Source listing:

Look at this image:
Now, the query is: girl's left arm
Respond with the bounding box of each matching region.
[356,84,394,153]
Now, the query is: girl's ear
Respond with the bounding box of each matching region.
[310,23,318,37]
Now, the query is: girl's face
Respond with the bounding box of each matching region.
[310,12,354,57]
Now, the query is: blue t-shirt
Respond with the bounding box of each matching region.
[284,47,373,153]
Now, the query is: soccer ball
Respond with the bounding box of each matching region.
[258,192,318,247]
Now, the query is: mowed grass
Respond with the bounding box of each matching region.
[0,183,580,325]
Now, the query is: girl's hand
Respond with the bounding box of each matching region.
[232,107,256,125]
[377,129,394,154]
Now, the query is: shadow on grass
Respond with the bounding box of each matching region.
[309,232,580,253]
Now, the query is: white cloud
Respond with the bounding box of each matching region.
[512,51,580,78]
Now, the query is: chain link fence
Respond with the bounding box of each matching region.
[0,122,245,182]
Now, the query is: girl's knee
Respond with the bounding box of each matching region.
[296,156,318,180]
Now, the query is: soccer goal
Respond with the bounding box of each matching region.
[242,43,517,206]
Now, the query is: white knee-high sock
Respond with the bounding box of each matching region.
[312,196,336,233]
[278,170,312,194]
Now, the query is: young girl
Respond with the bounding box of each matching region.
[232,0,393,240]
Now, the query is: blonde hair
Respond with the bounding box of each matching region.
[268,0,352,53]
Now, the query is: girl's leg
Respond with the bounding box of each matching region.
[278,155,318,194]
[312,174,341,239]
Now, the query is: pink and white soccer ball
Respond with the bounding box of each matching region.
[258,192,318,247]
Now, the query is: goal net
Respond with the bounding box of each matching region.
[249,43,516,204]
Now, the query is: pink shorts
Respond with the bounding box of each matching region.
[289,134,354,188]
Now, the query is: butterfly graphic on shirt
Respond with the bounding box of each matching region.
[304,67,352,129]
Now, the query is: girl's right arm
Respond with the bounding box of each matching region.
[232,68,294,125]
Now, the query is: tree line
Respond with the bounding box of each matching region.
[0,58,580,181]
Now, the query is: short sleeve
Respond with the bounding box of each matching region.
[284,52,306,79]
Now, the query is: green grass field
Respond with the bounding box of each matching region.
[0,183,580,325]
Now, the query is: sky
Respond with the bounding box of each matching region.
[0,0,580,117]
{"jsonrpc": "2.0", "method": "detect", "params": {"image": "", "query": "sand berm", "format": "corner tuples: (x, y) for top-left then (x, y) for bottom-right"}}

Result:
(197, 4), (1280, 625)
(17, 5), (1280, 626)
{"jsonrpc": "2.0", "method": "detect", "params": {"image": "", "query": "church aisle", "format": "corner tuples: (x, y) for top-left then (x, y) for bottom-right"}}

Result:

Brief: Locate each line in the listing above that contains the string "goal", treating uppercase and lowercase as distinct, and copy every such line.

The result:
Now, the query is: soccer goal
Now, the query is: goal net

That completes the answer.